Records from a data collection:
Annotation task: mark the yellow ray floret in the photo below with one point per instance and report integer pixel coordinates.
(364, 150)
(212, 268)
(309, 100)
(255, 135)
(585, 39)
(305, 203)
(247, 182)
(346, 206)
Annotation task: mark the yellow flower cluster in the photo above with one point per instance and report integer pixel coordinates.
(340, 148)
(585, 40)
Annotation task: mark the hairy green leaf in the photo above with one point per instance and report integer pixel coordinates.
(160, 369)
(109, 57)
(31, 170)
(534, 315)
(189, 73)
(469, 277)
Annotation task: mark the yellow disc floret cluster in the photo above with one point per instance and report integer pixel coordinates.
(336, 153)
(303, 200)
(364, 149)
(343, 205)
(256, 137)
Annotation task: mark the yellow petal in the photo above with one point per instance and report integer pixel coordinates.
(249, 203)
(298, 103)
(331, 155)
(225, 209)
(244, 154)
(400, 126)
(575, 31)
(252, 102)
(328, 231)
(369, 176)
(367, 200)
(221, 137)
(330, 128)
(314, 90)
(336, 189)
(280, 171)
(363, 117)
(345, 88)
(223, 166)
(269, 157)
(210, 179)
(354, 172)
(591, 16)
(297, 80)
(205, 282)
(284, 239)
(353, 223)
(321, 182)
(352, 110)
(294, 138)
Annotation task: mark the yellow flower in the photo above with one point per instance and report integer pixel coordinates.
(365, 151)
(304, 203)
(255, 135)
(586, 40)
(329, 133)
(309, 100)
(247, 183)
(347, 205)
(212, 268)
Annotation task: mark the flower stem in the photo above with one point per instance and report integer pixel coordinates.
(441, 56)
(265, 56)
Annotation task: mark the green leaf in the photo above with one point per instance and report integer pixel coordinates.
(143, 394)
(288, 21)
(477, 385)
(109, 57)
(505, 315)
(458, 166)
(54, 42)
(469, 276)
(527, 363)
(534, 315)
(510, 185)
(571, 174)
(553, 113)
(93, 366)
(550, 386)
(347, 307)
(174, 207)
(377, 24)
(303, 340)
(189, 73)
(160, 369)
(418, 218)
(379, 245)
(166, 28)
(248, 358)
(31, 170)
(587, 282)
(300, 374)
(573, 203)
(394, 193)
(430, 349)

## Given request
Please reproduce the stretch of the records above from the line that contains "Annotation task: mark the green" through the end of the records, keeping the request line unchanged. Offset every coordinate pair in the answers by adding 150 to both of its numbers.

## Task solution
Annotation task: mark the green leaf in the photo above with one point per instance and report integer pixel coordinates.
(293, 544)
(438, 171)
(627, 535)
(259, 207)
(655, 465)
(608, 316)
(204, 192)
(619, 426)
(677, 513)
(684, 465)
(660, 335)
(721, 324)
(703, 263)
(243, 516)
(700, 536)
(497, 457)
(324, 357)
(527, 174)
(453, 490)
(339, 223)
(310, 519)
(568, 368)
(529, 395)
(316, 178)
(398, 508)
(181, 320)
(737, 432)
(450, 524)
(723, 353)
(544, 343)
(580, 499)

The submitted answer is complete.